**TASK DIRECTIONS:** Locate every line in the items below that contains the word "house", and copy each such line in full.

**EXERCISE MATERIALS:**
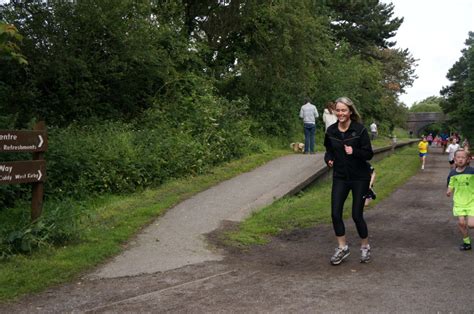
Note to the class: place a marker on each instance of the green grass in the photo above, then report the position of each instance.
(312, 206)
(111, 221)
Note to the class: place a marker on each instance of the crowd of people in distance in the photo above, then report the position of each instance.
(348, 151)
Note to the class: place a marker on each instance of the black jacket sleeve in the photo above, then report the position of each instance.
(329, 155)
(365, 151)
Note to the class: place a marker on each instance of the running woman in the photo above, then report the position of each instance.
(423, 151)
(348, 148)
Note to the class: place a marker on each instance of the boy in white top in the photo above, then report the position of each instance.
(309, 113)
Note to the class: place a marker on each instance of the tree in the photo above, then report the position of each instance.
(429, 104)
(9, 37)
(364, 24)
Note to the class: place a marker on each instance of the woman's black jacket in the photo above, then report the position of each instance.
(349, 167)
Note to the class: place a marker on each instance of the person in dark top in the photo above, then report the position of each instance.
(348, 148)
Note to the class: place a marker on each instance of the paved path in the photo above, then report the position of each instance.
(177, 238)
(416, 268)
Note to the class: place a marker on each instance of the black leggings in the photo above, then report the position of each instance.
(340, 191)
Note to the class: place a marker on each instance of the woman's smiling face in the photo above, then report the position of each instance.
(343, 112)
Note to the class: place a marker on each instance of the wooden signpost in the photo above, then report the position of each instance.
(30, 171)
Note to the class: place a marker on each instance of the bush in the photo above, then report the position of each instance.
(58, 225)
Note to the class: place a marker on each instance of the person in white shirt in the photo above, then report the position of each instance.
(329, 117)
(309, 114)
(452, 148)
(373, 130)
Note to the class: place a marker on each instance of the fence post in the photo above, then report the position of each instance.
(38, 187)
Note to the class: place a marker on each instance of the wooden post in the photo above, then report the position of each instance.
(38, 187)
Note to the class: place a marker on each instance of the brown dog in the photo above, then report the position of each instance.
(297, 147)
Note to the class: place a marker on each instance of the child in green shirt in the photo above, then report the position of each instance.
(461, 186)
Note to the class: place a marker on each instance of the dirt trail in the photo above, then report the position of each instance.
(416, 267)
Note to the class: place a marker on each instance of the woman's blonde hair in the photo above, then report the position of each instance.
(355, 116)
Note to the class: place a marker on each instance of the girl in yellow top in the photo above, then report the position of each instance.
(423, 151)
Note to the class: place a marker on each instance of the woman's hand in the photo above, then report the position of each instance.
(348, 149)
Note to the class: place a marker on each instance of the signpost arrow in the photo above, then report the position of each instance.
(22, 171)
(23, 141)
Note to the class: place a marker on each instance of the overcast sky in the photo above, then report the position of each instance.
(434, 31)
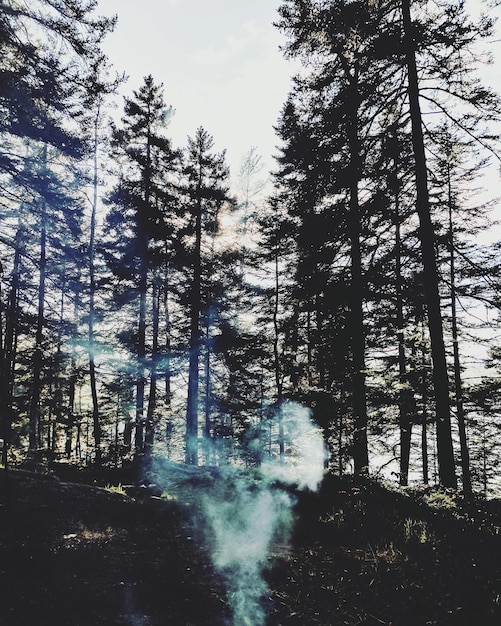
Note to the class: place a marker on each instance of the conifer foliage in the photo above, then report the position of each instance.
(147, 310)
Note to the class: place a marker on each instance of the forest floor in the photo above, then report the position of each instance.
(78, 554)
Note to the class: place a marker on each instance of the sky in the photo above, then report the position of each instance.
(219, 62)
(221, 67)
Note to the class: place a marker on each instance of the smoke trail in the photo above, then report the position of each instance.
(245, 511)
(242, 523)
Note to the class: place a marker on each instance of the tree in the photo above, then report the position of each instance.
(141, 200)
(206, 192)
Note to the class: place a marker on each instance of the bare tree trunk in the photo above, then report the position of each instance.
(357, 334)
(92, 310)
(447, 474)
(36, 385)
(152, 397)
(458, 386)
(9, 348)
(193, 374)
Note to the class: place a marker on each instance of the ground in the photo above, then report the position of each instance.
(78, 554)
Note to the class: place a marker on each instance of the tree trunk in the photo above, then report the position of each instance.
(357, 334)
(152, 397)
(92, 311)
(36, 385)
(193, 373)
(9, 347)
(447, 473)
(458, 386)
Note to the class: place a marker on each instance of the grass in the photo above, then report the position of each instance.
(79, 555)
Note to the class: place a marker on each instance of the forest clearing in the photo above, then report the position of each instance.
(254, 397)
(79, 555)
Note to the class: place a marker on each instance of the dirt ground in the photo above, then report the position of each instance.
(75, 554)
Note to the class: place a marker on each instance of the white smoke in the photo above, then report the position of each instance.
(245, 511)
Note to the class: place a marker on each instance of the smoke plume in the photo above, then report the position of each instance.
(245, 510)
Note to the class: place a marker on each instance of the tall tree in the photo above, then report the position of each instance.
(144, 189)
(206, 191)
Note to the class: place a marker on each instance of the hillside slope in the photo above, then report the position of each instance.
(79, 555)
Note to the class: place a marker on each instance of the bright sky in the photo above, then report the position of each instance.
(219, 62)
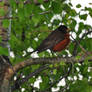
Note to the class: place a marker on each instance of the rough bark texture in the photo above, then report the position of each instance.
(4, 65)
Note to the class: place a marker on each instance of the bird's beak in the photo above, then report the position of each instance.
(68, 30)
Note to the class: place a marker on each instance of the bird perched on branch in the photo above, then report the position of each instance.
(56, 41)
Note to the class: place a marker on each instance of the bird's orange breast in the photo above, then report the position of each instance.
(62, 45)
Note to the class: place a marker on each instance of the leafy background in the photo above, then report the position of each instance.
(31, 23)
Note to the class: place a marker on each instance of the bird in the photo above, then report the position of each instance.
(56, 41)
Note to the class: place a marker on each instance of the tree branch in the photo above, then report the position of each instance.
(49, 60)
(76, 44)
(18, 83)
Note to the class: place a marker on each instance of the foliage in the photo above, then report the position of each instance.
(30, 22)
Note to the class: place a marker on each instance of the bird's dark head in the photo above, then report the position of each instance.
(63, 29)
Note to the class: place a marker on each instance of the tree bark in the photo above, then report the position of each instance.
(4, 65)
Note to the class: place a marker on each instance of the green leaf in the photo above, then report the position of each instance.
(2, 12)
(55, 71)
(84, 16)
(78, 6)
(5, 23)
(56, 7)
(4, 51)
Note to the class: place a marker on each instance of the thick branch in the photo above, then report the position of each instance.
(49, 60)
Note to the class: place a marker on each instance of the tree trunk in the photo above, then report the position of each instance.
(4, 35)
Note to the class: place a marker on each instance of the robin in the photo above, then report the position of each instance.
(56, 41)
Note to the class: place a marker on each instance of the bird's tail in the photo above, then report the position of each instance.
(29, 53)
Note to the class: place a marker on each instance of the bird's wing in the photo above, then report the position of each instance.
(52, 39)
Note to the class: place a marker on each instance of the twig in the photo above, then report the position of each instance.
(55, 82)
(76, 44)
(21, 81)
(80, 46)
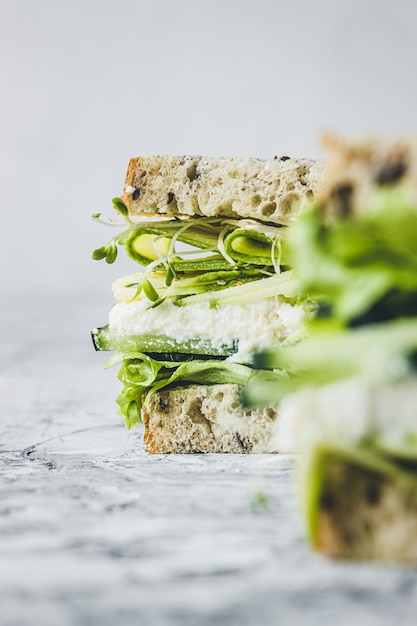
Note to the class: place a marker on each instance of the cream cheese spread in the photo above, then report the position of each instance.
(256, 325)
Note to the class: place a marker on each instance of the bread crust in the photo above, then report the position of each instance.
(363, 515)
(207, 418)
(355, 167)
(270, 190)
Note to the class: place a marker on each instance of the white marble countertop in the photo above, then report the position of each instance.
(94, 531)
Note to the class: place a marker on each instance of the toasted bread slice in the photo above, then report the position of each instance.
(267, 190)
(207, 418)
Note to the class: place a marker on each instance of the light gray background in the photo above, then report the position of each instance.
(86, 84)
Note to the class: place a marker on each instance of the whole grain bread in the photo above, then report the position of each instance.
(268, 190)
(354, 167)
(364, 515)
(207, 418)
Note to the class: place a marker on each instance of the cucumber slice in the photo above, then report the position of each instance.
(106, 340)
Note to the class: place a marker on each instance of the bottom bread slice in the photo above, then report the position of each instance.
(207, 418)
(364, 515)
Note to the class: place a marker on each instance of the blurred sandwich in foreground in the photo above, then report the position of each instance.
(349, 405)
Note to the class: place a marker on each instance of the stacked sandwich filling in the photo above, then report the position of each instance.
(351, 394)
(212, 291)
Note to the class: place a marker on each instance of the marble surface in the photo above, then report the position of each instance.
(94, 531)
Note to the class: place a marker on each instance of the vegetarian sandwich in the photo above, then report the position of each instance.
(349, 403)
(210, 285)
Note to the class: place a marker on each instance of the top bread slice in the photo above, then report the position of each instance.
(270, 190)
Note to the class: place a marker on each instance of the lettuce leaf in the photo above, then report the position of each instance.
(143, 375)
(353, 264)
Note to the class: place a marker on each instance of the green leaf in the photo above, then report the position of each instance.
(111, 253)
(120, 206)
(149, 291)
(99, 253)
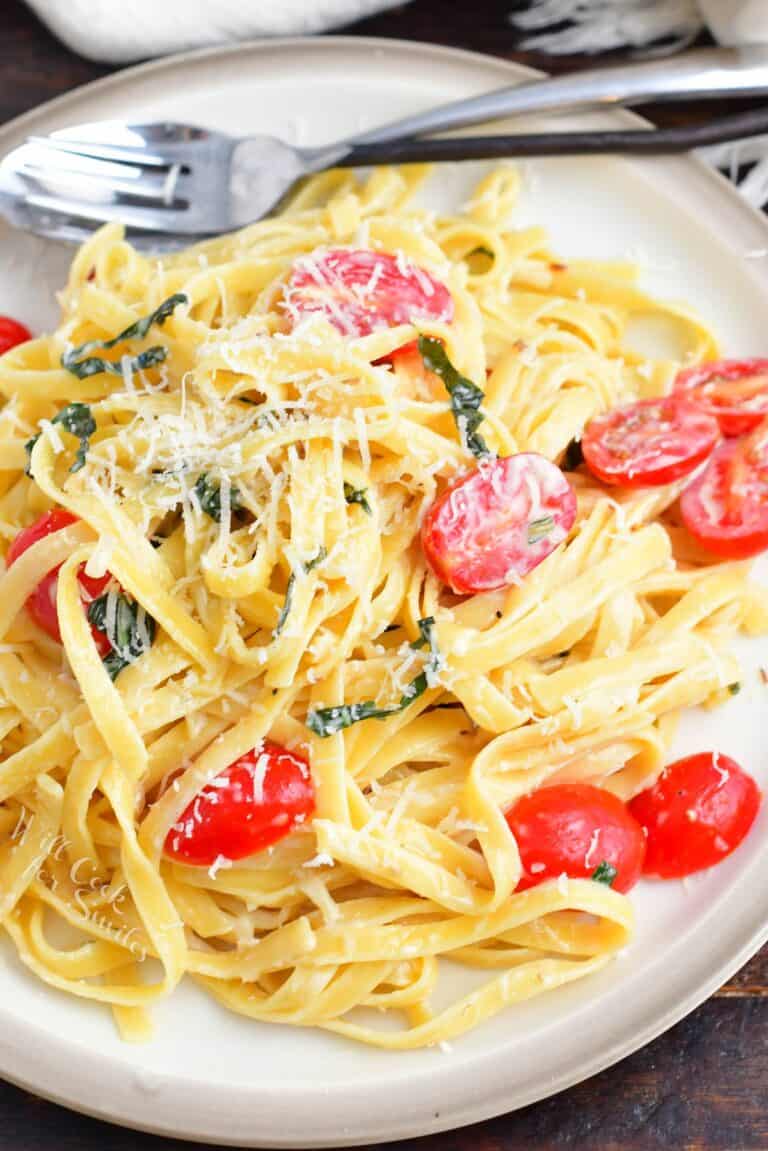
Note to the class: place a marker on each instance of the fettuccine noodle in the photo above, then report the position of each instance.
(578, 673)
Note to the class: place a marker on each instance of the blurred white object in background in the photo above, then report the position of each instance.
(597, 25)
(123, 30)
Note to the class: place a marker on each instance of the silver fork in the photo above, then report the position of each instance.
(172, 183)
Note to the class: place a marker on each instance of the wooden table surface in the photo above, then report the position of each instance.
(701, 1085)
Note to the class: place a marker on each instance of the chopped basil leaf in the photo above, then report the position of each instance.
(605, 873)
(465, 397)
(573, 456)
(126, 624)
(539, 528)
(76, 419)
(310, 565)
(326, 722)
(83, 365)
(357, 495)
(208, 494)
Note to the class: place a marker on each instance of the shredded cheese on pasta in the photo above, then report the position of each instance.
(575, 675)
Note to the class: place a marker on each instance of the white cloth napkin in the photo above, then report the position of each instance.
(123, 30)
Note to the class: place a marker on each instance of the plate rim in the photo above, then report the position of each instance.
(77, 1083)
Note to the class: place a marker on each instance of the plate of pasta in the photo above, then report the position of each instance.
(382, 624)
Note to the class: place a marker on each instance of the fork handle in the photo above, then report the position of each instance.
(705, 74)
(630, 142)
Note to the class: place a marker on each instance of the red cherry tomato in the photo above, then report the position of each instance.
(725, 509)
(573, 829)
(256, 801)
(496, 524)
(648, 443)
(12, 333)
(42, 603)
(696, 814)
(734, 391)
(360, 291)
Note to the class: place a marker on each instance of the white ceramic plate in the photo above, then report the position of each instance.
(213, 1076)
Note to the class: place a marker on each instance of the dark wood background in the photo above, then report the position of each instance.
(701, 1085)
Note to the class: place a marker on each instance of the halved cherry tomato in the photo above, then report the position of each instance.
(696, 814)
(42, 603)
(725, 509)
(575, 829)
(256, 801)
(734, 391)
(360, 291)
(412, 375)
(496, 524)
(12, 333)
(648, 443)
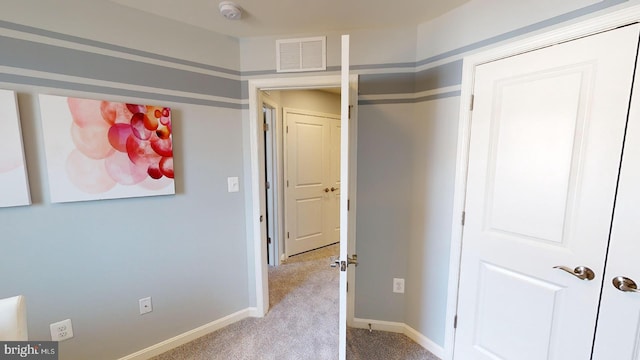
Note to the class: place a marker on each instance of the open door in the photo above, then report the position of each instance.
(345, 259)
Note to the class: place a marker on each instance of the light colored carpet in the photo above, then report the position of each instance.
(302, 323)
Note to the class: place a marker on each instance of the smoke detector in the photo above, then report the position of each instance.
(230, 10)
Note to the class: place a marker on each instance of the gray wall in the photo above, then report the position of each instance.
(91, 261)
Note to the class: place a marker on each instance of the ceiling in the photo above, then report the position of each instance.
(280, 17)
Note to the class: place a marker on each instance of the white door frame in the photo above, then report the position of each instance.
(256, 230)
(585, 28)
(275, 209)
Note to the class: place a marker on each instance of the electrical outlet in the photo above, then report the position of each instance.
(61, 331)
(398, 285)
(145, 305)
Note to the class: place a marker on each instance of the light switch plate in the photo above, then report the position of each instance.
(145, 305)
(233, 184)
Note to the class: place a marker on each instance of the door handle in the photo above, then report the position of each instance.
(351, 260)
(625, 284)
(581, 272)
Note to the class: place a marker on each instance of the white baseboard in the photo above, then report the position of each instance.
(191, 335)
(401, 328)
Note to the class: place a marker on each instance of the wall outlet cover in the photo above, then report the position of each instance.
(61, 330)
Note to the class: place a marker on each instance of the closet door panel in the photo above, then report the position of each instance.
(544, 153)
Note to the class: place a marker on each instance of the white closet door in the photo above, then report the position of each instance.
(546, 135)
(618, 332)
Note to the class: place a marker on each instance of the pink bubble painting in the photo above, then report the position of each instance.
(104, 150)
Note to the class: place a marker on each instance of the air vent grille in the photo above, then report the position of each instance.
(308, 54)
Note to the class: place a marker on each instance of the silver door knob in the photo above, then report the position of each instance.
(625, 284)
(581, 272)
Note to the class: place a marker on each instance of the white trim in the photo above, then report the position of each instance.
(257, 187)
(602, 23)
(401, 328)
(190, 335)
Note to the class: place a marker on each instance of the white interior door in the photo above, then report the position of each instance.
(311, 188)
(618, 331)
(546, 133)
(333, 216)
(345, 175)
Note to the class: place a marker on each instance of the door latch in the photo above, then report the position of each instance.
(351, 260)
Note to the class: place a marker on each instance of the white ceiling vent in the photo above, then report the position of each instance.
(308, 54)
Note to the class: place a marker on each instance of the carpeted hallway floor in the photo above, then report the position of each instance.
(302, 323)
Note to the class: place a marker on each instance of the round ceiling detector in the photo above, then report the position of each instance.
(230, 10)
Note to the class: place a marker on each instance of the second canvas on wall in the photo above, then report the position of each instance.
(14, 187)
(106, 150)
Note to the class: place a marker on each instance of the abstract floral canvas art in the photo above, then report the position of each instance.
(14, 187)
(106, 150)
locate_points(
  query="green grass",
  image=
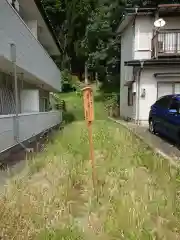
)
(138, 191)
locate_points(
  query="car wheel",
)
(152, 127)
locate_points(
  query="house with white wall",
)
(28, 73)
(150, 59)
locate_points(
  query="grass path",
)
(138, 191)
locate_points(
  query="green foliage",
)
(86, 30)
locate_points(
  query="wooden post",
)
(89, 117)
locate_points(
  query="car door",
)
(172, 120)
(160, 111)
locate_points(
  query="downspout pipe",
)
(16, 125)
(138, 88)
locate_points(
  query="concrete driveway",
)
(161, 145)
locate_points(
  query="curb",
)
(154, 149)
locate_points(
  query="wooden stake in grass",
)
(89, 117)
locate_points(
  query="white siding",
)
(149, 83)
(31, 56)
(29, 126)
(143, 37)
(126, 72)
(172, 23)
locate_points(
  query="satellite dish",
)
(159, 23)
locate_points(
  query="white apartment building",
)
(27, 44)
(150, 59)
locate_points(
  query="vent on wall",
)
(15, 4)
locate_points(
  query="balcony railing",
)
(27, 130)
(166, 43)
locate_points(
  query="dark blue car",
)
(164, 117)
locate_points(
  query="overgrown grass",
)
(138, 191)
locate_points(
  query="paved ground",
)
(160, 144)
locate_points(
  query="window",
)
(130, 96)
(175, 105)
(164, 102)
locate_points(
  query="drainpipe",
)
(16, 126)
(138, 91)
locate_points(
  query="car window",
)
(164, 102)
(175, 105)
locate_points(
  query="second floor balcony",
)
(32, 59)
(166, 44)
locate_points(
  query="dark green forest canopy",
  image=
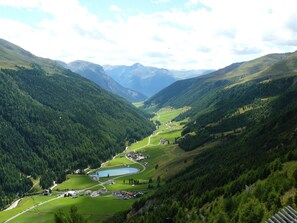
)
(248, 112)
(53, 121)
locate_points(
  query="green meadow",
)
(163, 162)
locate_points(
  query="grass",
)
(138, 104)
(167, 114)
(164, 161)
(94, 209)
(76, 182)
(23, 205)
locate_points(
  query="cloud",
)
(209, 34)
(114, 8)
(160, 1)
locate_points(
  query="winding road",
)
(78, 191)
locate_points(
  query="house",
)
(88, 192)
(70, 194)
(46, 192)
(164, 141)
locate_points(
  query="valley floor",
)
(162, 161)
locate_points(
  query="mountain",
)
(147, 80)
(185, 74)
(53, 121)
(95, 73)
(243, 121)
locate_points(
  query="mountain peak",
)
(137, 65)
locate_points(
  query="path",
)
(13, 205)
(78, 191)
(31, 208)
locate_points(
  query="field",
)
(76, 182)
(162, 162)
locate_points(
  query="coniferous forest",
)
(53, 121)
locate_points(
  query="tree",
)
(72, 217)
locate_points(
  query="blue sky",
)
(176, 34)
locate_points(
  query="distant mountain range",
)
(147, 80)
(53, 120)
(243, 123)
(184, 74)
(95, 73)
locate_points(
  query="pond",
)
(115, 172)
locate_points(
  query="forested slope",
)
(250, 171)
(53, 121)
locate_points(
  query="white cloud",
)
(213, 36)
(160, 1)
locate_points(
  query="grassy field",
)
(23, 205)
(76, 182)
(94, 209)
(163, 161)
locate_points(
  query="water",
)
(115, 172)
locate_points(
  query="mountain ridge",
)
(96, 73)
(53, 121)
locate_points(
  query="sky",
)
(172, 34)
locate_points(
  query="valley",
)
(162, 163)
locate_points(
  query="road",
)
(78, 191)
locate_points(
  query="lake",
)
(115, 172)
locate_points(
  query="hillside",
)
(246, 114)
(95, 73)
(54, 121)
(147, 80)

**FINAL RESULT:**
  query="house with white wall",
  query="house",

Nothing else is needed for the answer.